▸ **What you will do**:
1. In the Shantanu Goenka interview, reproduce the passage between "SG: NIFT (National" and "in haute couture.", inclusive, swapping each "Bengal" for "West Bengal".
2. Answer these questions from the Shantanu Goenka interview:
(a) Of which NIFT batch was the designer an alumnus?
(b) What does the word "ustaads" mean?
(c) What is the minimum time needed to craft one ensemble from the petite point collection?

▸ **Given text**:
Shantanu Goenka
Interview Magazine Oct / Nov / Dec 2022

The Subtle Opulence

Diving into the delicate world of Designer Shantanu Goenka as he decodes the dynamics of his couture label that leverages the rich artisanal talent of Bengal.

An alumnus of National Institute of Fashion Technology (NIFT) Kolkata’s inaugural batch and with an award for the most creative designer, he started his eponymous label specialising in haute couture, bridal and occasion wear for men and women. Today, the brand Shantanu Goenka is synonymous with its luxurious detailing, enchanting embroideries and Swarovski bling. Read the excerpts as the Kolkata-based designer talks about local talent, the no-compromise couture grammar and the art of reviving clothes.

(Edited excerpts)

Shantanu Goenka

FL: Could you tell us about the legacy of craftsmanship that defines your label?

SG: We, as a brand, are popularly known for its detailed and intricate embroideries, drawing inspiration from around the corners of the globe. We have been working with some of the finest craftsmen in Bengal, some of whom are third-generation karigars and hail from the family of ustaads, meaning master craftsmen. We try to revive and promote embroideries and use them in sustainable clothing. Some of these embroideries date back to 20 years ago when we had first started and are still as good as new.

Shantanu Goenka

FL: How has your NIFT training shaped your haute couture label?

SG: NIFT (National Institute of Fashion Technology) has nurtured and polished my talent and taught me the tricks of the trade. It has taught me to be self-dependent professionally and given me a focus and boost, as I had always been very keen on a haute couture path.

FL: As a Kolkata-based designer, how has the city influenced your design journey and signature?

SG: I am proud of being a Kolkata-based designer. When I first launched my label, there were very few designers from Kolkata and not many had made it into haute couture. But I believed in the craftsmanship of Bengal and its recognition and appreciation in the world of fashion. Bengal has always been deeply rooted in art and it might have a slow work culture but the output is brilliant. Just what is needed in haute couture.

Shantanu Goenka

FL: Could you take us through some of the statement pieces across the haute couture and bridal wear segments for men and women?

SG: There are many statement pieces. All our pieces from the petite point collection are statement pieces in their own right. It takes a minimum of three months to craft one ensemble. A close second would be our pashmina lehenga, which is done on the finest pashminas in Kashmir and then further embroidered with the most intricate tilla work at our workshop in Kolkata. This also requires a three-month making time. There are other favourites as well: our gara sherwanis, Kashmiri embroidered shawls with coordinated kurtas for men, mochi lehengas and saris … oh I could go on and on.

FL: What drives your love for Swarovski crystals and do they lend singularity to your creations? Is there anything unique in the treatment?

(Location identification entries)
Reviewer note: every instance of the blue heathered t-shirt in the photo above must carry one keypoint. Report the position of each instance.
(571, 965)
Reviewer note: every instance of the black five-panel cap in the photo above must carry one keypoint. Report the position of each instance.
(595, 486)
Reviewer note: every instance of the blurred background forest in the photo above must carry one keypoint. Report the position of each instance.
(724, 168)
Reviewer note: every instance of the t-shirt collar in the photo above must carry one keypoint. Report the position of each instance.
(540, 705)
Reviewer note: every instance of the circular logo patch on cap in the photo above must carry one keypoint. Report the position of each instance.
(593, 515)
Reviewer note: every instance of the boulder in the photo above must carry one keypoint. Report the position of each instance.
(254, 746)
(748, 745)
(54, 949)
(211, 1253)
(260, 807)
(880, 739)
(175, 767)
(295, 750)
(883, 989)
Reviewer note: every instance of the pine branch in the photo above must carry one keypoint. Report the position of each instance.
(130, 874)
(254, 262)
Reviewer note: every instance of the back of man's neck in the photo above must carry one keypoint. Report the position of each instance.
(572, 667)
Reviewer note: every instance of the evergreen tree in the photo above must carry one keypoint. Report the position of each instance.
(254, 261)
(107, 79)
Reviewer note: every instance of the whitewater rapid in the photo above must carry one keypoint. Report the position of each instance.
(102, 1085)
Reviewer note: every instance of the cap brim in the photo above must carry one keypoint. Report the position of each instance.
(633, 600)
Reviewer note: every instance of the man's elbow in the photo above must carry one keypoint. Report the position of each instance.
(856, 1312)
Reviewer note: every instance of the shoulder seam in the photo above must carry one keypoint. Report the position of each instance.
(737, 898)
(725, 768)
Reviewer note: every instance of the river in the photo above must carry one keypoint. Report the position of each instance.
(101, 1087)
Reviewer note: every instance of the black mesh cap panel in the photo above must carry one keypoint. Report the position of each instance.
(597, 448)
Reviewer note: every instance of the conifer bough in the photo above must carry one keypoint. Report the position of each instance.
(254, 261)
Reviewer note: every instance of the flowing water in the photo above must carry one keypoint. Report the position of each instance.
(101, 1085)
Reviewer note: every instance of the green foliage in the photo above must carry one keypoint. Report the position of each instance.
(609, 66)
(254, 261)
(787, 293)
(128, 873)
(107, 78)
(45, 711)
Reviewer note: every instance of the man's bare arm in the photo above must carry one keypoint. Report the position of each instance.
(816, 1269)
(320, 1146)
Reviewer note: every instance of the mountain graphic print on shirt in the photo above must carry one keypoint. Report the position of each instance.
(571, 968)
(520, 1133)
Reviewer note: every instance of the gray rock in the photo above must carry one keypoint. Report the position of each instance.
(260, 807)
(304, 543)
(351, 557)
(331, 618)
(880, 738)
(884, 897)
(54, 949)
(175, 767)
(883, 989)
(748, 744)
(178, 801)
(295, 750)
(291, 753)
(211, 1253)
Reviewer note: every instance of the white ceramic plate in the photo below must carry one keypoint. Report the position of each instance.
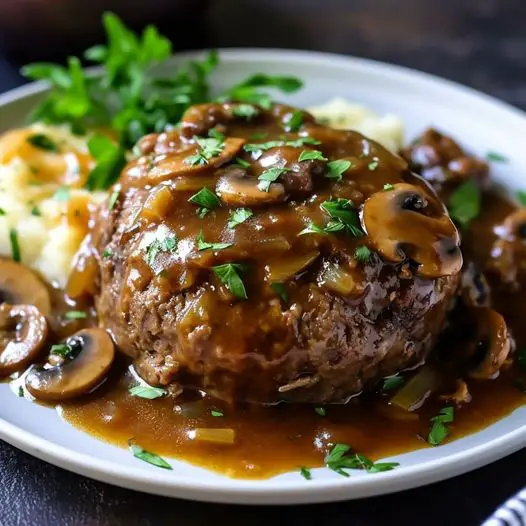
(482, 124)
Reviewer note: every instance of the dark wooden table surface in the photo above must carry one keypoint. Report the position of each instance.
(479, 43)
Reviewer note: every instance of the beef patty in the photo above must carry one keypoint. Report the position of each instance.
(261, 256)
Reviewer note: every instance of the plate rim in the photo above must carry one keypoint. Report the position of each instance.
(244, 491)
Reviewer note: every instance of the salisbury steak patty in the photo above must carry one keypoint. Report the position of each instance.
(313, 265)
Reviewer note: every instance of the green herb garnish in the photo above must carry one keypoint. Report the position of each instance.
(496, 157)
(75, 315)
(269, 176)
(307, 155)
(42, 141)
(15, 245)
(362, 254)
(238, 216)
(147, 456)
(337, 169)
(206, 199)
(229, 275)
(392, 382)
(280, 290)
(305, 473)
(464, 203)
(439, 430)
(205, 245)
(148, 392)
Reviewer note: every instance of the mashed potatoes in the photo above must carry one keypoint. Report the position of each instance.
(43, 207)
(387, 129)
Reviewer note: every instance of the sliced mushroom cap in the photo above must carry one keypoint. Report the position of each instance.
(407, 222)
(91, 355)
(492, 345)
(21, 286)
(23, 333)
(235, 188)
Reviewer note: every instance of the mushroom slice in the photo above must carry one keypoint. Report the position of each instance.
(21, 286)
(91, 354)
(237, 189)
(492, 345)
(408, 222)
(23, 333)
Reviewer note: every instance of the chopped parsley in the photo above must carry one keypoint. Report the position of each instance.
(280, 290)
(167, 244)
(42, 141)
(269, 176)
(373, 165)
(238, 216)
(110, 160)
(229, 275)
(75, 315)
(392, 382)
(113, 199)
(62, 349)
(464, 203)
(342, 458)
(294, 122)
(205, 245)
(343, 215)
(314, 155)
(362, 253)
(206, 200)
(305, 473)
(207, 149)
(245, 111)
(439, 430)
(148, 392)
(147, 456)
(62, 194)
(337, 169)
(15, 245)
(496, 157)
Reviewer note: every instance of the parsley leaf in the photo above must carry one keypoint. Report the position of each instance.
(147, 391)
(229, 275)
(110, 160)
(238, 216)
(439, 430)
(205, 245)
(208, 148)
(147, 456)
(392, 382)
(305, 473)
(307, 155)
(280, 290)
(42, 141)
(337, 169)
(205, 198)
(15, 245)
(269, 176)
(464, 203)
(344, 216)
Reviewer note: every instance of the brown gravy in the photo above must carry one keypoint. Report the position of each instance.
(273, 440)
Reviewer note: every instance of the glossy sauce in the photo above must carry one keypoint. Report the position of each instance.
(273, 440)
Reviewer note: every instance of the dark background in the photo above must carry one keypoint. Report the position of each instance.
(481, 43)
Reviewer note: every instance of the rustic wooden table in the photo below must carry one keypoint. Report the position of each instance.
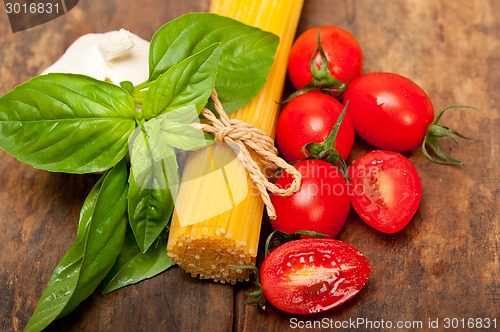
(443, 265)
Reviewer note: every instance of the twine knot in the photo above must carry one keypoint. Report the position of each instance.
(247, 136)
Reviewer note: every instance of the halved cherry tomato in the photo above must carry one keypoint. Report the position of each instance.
(385, 190)
(389, 111)
(308, 118)
(321, 204)
(313, 275)
(344, 55)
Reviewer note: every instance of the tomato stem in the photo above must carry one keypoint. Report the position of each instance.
(434, 131)
(326, 150)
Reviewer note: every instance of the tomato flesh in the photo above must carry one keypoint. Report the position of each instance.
(310, 117)
(344, 55)
(385, 190)
(313, 275)
(389, 111)
(321, 204)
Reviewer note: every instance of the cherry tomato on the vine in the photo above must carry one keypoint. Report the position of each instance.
(385, 190)
(308, 118)
(321, 204)
(389, 111)
(313, 275)
(344, 55)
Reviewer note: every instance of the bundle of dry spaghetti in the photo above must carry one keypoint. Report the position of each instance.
(220, 228)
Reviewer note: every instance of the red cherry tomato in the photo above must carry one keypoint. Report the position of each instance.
(385, 190)
(313, 275)
(308, 118)
(321, 204)
(389, 111)
(344, 55)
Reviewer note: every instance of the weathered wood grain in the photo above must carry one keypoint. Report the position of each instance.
(444, 264)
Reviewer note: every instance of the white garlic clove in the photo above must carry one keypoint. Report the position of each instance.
(117, 55)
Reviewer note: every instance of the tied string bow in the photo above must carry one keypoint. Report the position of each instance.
(248, 137)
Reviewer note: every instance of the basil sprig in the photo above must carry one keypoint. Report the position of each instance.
(98, 242)
(76, 124)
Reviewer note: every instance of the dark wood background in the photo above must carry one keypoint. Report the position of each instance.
(443, 265)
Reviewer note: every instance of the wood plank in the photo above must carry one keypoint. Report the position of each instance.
(444, 264)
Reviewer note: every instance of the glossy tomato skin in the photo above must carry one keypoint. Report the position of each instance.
(313, 275)
(342, 50)
(389, 111)
(321, 204)
(310, 117)
(385, 190)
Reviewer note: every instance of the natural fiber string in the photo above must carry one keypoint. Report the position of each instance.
(247, 136)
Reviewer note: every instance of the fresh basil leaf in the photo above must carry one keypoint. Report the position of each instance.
(174, 129)
(183, 136)
(99, 240)
(246, 56)
(153, 184)
(67, 123)
(133, 266)
(149, 209)
(189, 82)
(127, 86)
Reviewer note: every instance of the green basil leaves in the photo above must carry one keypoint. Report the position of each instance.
(76, 124)
(246, 56)
(99, 240)
(67, 123)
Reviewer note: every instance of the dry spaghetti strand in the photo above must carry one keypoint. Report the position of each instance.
(247, 136)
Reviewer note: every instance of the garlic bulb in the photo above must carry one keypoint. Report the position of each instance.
(117, 55)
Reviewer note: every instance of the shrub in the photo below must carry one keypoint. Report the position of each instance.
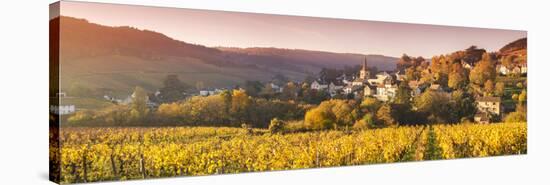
(276, 126)
(515, 117)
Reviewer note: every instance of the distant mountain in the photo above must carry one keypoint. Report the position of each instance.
(119, 58)
(518, 48)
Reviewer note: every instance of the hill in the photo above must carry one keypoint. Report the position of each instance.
(115, 59)
(515, 48)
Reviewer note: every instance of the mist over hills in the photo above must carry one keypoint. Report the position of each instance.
(116, 59)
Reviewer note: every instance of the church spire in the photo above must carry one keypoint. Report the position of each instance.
(365, 64)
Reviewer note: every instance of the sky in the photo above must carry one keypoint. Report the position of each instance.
(233, 29)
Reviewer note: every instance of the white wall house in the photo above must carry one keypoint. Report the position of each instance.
(62, 109)
(318, 86)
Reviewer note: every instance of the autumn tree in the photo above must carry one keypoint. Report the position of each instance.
(499, 89)
(276, 126)
(290, 91)
(330, 114)
(253, 88)
(457, 77)
(489, 87)
(483, 71)
(370, 104)
(436, 106)
(240, 103)
(138, 107)
(366, 122)
(173, 89)
(463, 106)
(384, 116)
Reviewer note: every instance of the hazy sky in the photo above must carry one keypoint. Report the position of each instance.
(218, 28)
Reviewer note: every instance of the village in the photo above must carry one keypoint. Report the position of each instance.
(383, 86)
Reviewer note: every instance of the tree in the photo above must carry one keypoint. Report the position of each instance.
(463, 106)
(276, 126)
(253, 88)
(412, 74)
(507, 61)
(366, 122)
(457, 77)
(267, 92)
(290, 91)
(489, 87)
(330, 114)
(81, 117)
(403, 94)
(318, 118)
(138, 108)
(514, 117)
(384, 116)
(499, 89)
(169, 111)
(371, 104)
(483, 71)
(436, 106)
(240, 106)
(522, 98)
(173, 89)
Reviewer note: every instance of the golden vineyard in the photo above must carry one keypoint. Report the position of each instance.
(102, 154)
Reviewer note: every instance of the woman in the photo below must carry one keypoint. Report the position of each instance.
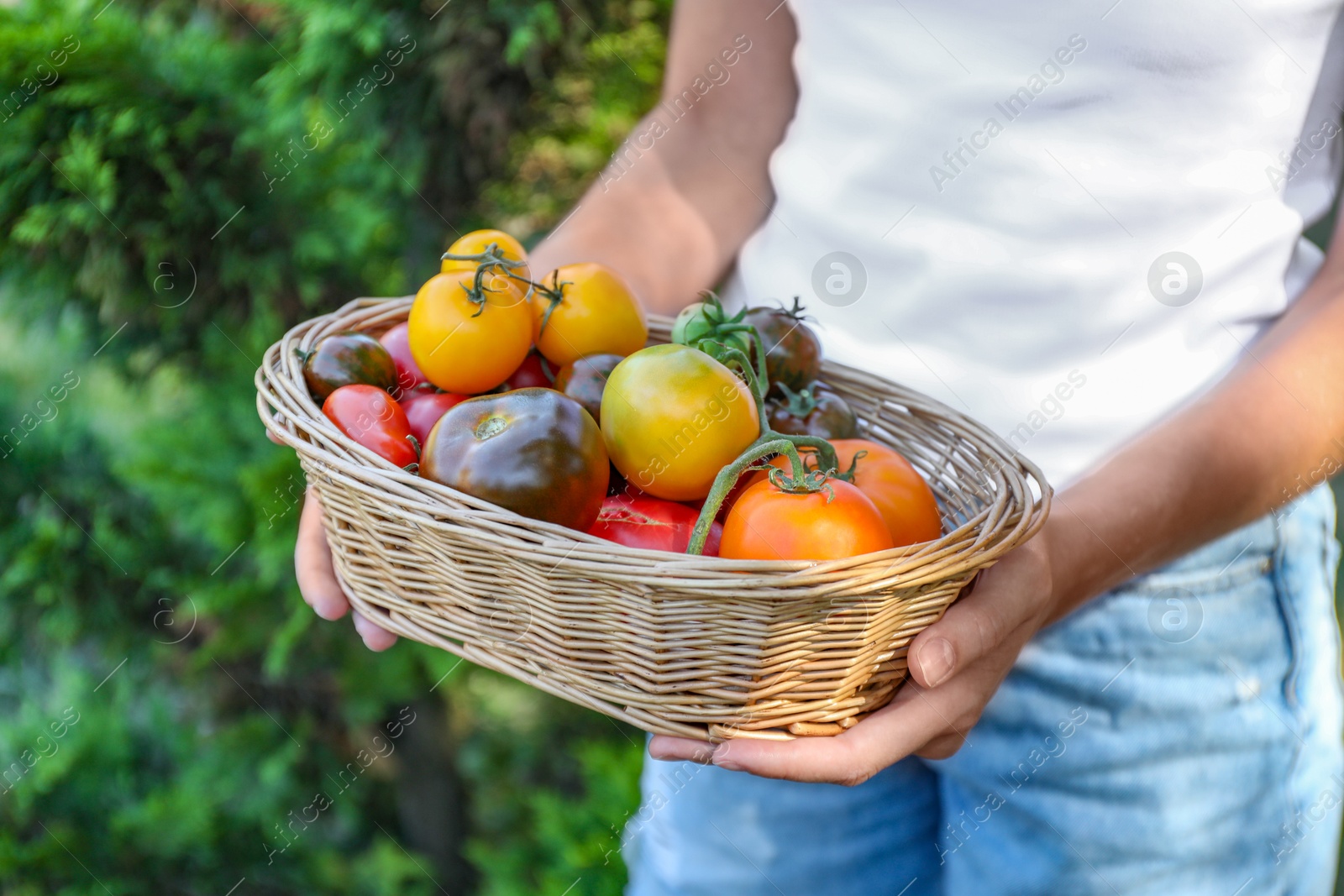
(1084, 228)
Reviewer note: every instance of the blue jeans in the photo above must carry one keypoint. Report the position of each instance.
(1180, 734)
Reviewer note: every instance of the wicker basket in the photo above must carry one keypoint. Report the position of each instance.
(696, 647)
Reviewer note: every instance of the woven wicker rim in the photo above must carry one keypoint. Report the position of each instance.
(1015, 513)
(991, 499)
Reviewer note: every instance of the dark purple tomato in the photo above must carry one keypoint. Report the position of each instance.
(423, 409)
(585, 379)
(533, 450)
(347, 359)
(813, 411)
(792, 349)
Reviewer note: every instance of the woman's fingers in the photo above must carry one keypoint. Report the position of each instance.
(375, 637)
(1010, 595)
(313, 564)
(318, 579)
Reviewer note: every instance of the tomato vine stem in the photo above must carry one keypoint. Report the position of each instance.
(768, 443)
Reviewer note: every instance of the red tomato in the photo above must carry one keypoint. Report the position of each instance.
(644, 521)
(369, 416)
(423, 409)
(407, 371)
(770, 524)
(530, 372)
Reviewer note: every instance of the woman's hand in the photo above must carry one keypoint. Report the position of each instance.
(316, 575)
(956, 667)
(318, 579)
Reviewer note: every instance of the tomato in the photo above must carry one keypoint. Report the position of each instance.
(792, 349)
(770, 524)
(531, 450)
(346, 359)
(585, 380)
(423, 409)
(643, 521)
(597, 315)
(672, 417)
(369, 416)
(396, 342)
(750, 479)
(465, 347)
(902, 496)
(813, 411)
(477, 242)
(699, 320)
(530, 372)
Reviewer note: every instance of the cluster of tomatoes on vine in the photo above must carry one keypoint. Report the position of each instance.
(542, 396)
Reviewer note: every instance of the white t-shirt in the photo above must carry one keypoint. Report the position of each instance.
(1010, 179)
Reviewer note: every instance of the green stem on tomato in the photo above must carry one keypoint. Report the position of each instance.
(729, 477)
(769, 443)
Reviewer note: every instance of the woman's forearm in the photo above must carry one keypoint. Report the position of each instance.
(1269, 432)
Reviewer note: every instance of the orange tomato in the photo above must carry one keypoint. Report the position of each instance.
(769, 524)
(598, 315)
(477, 242)
(902, 496)
(464, 347)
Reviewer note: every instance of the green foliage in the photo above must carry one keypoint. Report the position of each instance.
(179, 183)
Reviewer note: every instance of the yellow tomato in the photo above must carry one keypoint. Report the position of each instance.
(463, 345)
(598, 315)
(477, 242)
(672, 417)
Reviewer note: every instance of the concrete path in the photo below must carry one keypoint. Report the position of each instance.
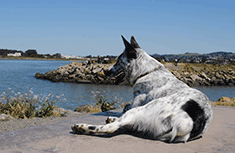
(57, 137)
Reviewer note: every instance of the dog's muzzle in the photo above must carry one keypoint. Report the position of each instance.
(116, 76)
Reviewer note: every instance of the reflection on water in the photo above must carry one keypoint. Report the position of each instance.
(19, 75)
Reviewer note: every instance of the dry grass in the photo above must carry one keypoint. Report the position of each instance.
(224, 101)
(28, 105)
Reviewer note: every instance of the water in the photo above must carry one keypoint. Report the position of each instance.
(19, 75)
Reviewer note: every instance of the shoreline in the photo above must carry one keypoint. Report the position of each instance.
(57, 137)
(191, 74)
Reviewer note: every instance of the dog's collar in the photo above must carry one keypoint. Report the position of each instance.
(143, 75)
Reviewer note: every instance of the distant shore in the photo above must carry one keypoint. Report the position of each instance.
(191, 74)
(36, 58)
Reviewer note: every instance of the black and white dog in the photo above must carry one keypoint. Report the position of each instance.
(164, 108)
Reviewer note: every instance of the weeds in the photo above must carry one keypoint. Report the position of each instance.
(224, 101)
(101, 104)
(27, 105)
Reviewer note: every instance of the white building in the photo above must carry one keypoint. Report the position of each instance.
(14, 55)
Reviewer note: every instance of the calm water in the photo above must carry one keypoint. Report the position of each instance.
(19, 75)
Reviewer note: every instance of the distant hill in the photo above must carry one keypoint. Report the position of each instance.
(214, 57)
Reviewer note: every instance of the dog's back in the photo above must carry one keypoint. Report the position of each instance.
(164, 107)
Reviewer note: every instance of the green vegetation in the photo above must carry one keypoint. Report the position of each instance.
(28, 105)
(224, 101)
(101, 104)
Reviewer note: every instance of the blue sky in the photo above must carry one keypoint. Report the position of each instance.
(92, 27)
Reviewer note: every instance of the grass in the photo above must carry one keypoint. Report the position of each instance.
(101, 104)
(28, 105)
(224, 101)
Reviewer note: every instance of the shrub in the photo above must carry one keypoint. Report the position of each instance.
(27, 105)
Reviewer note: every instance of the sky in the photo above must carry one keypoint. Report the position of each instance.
(94, 27)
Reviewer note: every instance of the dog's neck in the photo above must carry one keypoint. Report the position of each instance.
(143, 75)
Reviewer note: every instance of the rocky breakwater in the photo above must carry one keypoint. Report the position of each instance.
(78, 73)
(193, 75)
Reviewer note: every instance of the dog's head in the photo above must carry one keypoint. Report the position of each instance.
(132, 63)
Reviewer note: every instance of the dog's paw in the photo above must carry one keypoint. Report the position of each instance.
(78, 129)
(110, 120)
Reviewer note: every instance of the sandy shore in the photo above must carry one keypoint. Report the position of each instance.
(57, 137)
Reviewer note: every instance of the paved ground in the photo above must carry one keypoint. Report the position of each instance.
(57, 137)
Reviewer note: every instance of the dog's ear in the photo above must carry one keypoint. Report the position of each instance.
(130, 50)
(134, 42)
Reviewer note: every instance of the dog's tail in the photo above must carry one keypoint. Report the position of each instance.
(197, 114)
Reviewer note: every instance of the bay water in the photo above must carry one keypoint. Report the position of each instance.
(19, 76)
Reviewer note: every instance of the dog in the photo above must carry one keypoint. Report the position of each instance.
(164, 108)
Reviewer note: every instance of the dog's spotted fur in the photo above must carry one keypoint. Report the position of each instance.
(164, 108)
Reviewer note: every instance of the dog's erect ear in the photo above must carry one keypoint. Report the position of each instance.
(130, 50)
(134, 42)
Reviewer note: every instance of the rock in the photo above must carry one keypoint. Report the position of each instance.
(5, 117)
(224, 99)
(195, 77)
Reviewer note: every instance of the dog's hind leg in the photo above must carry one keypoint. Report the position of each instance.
(120, 123)
(95, 129)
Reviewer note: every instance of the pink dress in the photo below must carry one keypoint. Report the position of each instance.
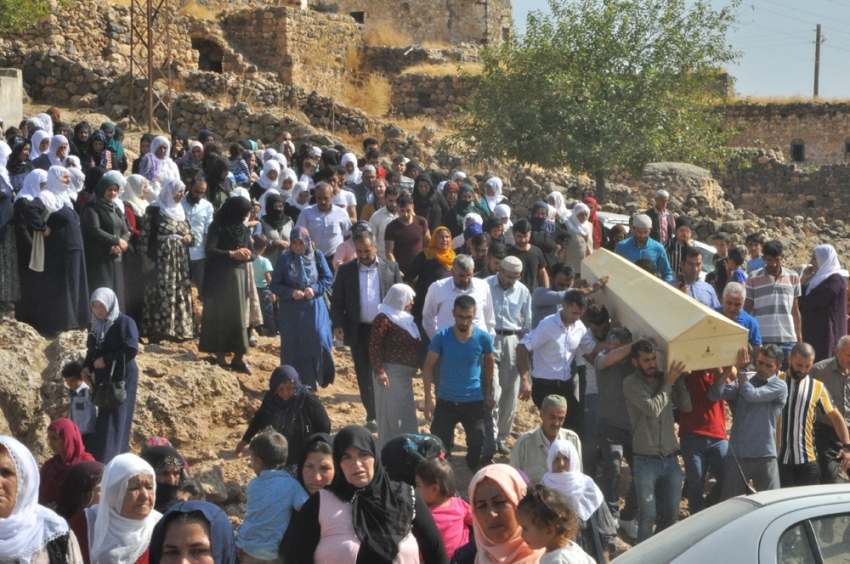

▸ **Solution set**:
1.
SG: NIFT (National Institute of Fashion Technology) has nurtured and polished my talent and taught me the tricks of the trade. It has taught me to be self-dependent professionally and given me a focus and boost, as I had always been very keen on a haute couture path.

FL: As a Kolkata-based designer, how has the city influenced your design journey and signature?

SG: I am proud of being a Kolkata-based designer. When I first launched my label, there were very few designers from Kolkata and not many had made it into haute couture. But I believed in the craftsmanship of West Bengal and its recognition and appreciation in the world of fashion. West Bengal has always been deeply rooted in art and it might have a slow work culture but the output is brilliant. Just what is needed in haute couture.

2.
(a) The inaugural batch of NIFT Kolkata.
(b) Master craftsmen.
(c) Three months.